= Assignment =
Copy, from the material below, each line that contains the word "belly".

= Material to process =
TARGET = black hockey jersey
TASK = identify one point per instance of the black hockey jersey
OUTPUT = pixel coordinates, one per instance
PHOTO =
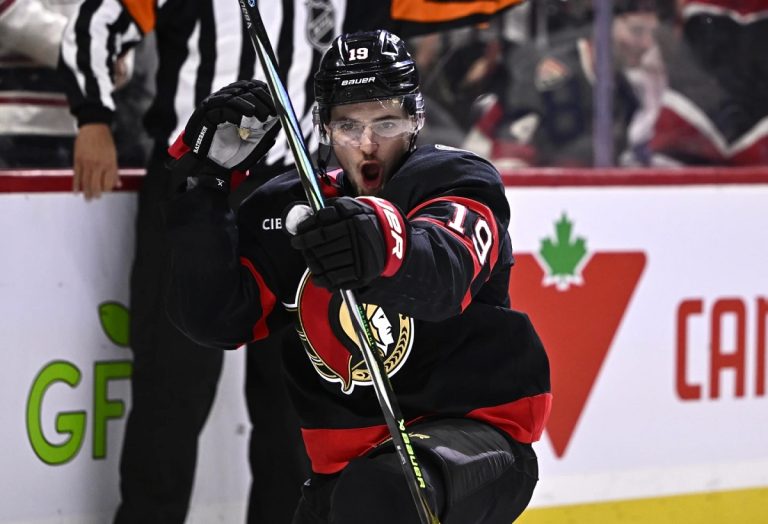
(450, 343)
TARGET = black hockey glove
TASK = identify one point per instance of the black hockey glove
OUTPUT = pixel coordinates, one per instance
(231, 130)
(350, 242)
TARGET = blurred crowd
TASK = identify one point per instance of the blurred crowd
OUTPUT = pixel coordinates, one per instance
(687, 83)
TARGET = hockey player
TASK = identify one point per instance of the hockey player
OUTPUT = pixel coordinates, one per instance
(420, 235)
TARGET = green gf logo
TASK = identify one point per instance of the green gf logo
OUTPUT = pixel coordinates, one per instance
(114, 318)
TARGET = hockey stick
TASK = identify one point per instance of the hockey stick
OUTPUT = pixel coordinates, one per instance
(307, 174)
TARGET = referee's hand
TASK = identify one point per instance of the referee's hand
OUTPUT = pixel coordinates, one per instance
(95, 161)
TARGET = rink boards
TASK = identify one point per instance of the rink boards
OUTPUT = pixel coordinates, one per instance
(657, 337)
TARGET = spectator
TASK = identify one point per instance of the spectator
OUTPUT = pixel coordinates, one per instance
(715, 110)
(421, 232)
(37, 130)
(546, 118)
(202, 46)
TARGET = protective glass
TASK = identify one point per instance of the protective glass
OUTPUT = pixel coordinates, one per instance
(350, 132)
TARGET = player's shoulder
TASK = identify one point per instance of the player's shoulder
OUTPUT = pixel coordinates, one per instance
(449, 165)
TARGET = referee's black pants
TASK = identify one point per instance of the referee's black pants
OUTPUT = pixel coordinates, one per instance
(173, 387)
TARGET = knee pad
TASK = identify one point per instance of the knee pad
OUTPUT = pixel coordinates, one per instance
(373, 489)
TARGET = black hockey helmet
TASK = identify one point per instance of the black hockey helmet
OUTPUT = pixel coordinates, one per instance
(363, 67)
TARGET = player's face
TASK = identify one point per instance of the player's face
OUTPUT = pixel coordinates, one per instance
(633, 36)
(369, 140)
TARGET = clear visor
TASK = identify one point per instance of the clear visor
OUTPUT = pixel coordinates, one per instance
(374, 121)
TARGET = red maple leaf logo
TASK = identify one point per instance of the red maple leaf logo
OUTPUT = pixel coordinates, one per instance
(576, 312)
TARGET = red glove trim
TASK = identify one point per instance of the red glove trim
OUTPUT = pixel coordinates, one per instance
(178, 149)
(393, 227)
(267, 299)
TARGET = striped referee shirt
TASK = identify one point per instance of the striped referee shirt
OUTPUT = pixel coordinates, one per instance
(202, 45)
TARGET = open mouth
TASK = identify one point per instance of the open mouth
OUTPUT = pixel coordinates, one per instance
(371, 172)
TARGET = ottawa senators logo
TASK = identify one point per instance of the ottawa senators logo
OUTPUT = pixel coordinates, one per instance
(326, 330)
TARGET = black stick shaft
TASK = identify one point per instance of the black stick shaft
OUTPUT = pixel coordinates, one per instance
(373, 360)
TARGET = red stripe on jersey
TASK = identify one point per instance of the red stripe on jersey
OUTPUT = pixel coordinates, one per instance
(393, 228)
(178, 148)
(522, 419)
(330, 450)
(267, 299)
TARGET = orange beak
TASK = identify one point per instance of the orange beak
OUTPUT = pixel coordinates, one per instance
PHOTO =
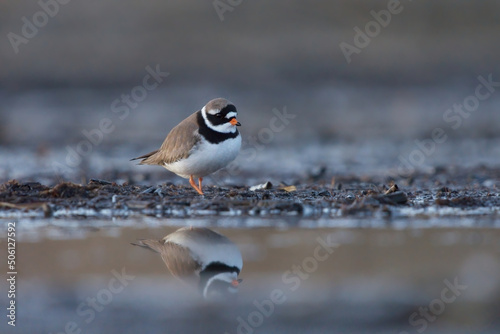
(234, 121)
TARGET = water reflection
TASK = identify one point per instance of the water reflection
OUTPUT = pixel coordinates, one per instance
(201, 258)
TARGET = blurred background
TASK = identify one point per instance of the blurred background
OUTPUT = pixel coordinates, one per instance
(261, 56)
(64, 68)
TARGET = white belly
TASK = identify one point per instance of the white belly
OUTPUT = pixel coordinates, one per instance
(207, 158)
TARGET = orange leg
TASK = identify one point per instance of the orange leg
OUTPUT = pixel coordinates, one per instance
(191, 182)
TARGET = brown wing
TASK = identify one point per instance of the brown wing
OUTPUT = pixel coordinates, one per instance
(177, 145)
(179, 261)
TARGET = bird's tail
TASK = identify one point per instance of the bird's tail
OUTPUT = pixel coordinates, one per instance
(152, 245)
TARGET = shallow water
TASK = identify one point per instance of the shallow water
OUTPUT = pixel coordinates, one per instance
(363, 280)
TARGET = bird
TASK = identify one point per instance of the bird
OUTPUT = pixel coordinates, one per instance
(200, 257)
(201, 144)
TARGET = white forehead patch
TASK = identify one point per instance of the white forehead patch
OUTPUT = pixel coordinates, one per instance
(222, 128)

= Written solution =
TARGET = white belly
TASK = identify one point per instance of the white belly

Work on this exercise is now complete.